Skip to main content

CogniFlow ontology definitions and utilities

Project description

CogniFlow Ontology

cf_ontology is the semantics core for CogniFlow. It ingests JSON-LD into DuckDB-backed RDF quads, validates ontology/pipeline documents, and exposes a single Python API (OntologyManager) consumed by other packages (for example cf_web and pipeline tooling).

Semantics are authored as JSON-LD:

  • ontology fragments
  • step packages
  • pipelines

OntologyManager loads packaged ontology resources, can ingest installed step packages, validates JSON-LD with SHACL, and exposes normalized DTOs + JSON-LD exports.

Interfaces

There are three ways to interact with cf_ontology.

1) Python functions/classes (direct API)
+--
▶ [INSTRUCTION] Copy the CogniFlow ontology page above word for word, from start to finish.
+--
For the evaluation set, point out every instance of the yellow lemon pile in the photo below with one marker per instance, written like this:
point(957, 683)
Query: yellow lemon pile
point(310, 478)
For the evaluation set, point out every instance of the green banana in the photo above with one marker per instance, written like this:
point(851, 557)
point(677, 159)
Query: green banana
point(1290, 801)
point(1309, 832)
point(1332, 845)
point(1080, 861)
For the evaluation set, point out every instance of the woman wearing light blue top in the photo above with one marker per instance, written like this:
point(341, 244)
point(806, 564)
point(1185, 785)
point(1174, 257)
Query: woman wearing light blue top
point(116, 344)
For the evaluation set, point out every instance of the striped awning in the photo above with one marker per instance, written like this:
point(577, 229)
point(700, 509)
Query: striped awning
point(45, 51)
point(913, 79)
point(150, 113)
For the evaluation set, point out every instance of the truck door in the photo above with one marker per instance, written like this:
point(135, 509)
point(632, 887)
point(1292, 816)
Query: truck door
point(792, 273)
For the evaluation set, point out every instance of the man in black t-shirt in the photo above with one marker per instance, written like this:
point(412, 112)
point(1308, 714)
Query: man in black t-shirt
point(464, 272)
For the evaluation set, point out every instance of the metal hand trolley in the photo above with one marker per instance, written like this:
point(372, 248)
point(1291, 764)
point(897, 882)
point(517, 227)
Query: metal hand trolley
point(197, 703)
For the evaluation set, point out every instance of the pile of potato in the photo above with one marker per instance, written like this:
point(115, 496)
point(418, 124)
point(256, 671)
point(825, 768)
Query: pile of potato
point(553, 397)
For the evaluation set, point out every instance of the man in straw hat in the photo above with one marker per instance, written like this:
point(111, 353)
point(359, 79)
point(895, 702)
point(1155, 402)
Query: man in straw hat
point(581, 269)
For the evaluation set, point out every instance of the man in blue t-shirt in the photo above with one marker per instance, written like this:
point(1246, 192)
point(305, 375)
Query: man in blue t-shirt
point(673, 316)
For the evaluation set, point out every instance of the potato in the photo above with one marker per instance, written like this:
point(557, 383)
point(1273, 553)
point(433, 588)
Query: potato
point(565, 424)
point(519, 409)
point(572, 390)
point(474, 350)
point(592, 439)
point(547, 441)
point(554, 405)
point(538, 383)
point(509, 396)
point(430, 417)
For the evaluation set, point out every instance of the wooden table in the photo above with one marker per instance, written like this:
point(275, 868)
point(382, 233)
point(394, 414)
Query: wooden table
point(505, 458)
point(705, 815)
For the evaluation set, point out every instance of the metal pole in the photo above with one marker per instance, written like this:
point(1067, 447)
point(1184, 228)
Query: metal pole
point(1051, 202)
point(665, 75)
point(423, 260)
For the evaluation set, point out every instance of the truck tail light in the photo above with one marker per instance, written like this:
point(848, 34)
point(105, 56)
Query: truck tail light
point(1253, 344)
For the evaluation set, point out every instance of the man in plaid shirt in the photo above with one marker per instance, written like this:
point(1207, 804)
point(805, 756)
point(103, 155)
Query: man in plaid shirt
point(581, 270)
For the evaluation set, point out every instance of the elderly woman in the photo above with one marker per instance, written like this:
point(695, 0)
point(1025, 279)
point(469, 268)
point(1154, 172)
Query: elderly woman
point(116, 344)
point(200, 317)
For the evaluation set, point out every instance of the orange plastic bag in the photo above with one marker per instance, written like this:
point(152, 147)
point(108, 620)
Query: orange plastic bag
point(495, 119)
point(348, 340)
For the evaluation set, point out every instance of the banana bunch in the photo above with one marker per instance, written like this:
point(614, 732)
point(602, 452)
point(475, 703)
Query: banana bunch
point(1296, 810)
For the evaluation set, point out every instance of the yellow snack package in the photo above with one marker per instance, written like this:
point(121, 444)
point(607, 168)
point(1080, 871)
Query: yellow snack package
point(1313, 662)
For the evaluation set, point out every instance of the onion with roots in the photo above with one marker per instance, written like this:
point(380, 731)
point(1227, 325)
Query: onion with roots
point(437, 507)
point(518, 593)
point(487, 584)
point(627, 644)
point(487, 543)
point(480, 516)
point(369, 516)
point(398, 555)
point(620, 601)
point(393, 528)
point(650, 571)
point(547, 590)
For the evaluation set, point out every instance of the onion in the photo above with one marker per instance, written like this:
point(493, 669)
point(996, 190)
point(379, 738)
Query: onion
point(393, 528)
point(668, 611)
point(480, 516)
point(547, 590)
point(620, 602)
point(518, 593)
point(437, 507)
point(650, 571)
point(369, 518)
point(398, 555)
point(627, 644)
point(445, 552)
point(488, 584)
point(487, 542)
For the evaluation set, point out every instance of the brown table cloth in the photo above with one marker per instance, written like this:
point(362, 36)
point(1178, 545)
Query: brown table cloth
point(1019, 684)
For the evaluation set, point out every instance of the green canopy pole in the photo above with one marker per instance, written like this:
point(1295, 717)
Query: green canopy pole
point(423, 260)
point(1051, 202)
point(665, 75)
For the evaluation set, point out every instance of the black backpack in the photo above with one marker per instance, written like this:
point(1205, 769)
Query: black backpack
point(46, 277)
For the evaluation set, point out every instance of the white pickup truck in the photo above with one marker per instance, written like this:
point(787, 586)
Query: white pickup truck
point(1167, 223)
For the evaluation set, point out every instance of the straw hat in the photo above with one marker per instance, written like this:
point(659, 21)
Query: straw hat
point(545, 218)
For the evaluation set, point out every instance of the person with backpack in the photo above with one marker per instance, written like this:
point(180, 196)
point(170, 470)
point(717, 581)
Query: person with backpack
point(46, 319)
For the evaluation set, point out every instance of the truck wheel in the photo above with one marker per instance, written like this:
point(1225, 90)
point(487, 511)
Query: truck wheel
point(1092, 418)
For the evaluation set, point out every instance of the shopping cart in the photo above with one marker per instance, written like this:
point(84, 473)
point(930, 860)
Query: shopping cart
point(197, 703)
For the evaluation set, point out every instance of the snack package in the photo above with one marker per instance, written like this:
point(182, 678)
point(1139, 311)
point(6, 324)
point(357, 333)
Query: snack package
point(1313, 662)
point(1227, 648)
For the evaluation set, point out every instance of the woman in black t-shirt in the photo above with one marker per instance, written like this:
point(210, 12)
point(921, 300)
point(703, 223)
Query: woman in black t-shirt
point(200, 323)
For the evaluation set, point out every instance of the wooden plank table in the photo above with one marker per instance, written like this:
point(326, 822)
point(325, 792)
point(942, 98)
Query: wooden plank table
+--
▶ [CORRECT OUTPUT]
Skip to main content

CogniFlow ontology definitions and utilities

Project description

CogniFlow Ontology

cf_ontology is the semantics core for CogniFlow. It ingests JSON-LD into DuckDB-backed RDF quads, validates ontology/pipeline documents, and exposes a single Python API (OntologyManager) consumed by other packages (for example cf_web and pipeline tooling).

Semantics are authored as JSON-LD:

  • ontology fragments
  • step packages
  • pipelines

OntologyManager loads packaged ontology resources, can ingest installed step packages, validates JSON-LD with SHACL, and exposes normalized DTOs + JSON-LD exports.

Interfaces

There are three ways to interact with cf_ontology.

1) Python functions/classes (direct API)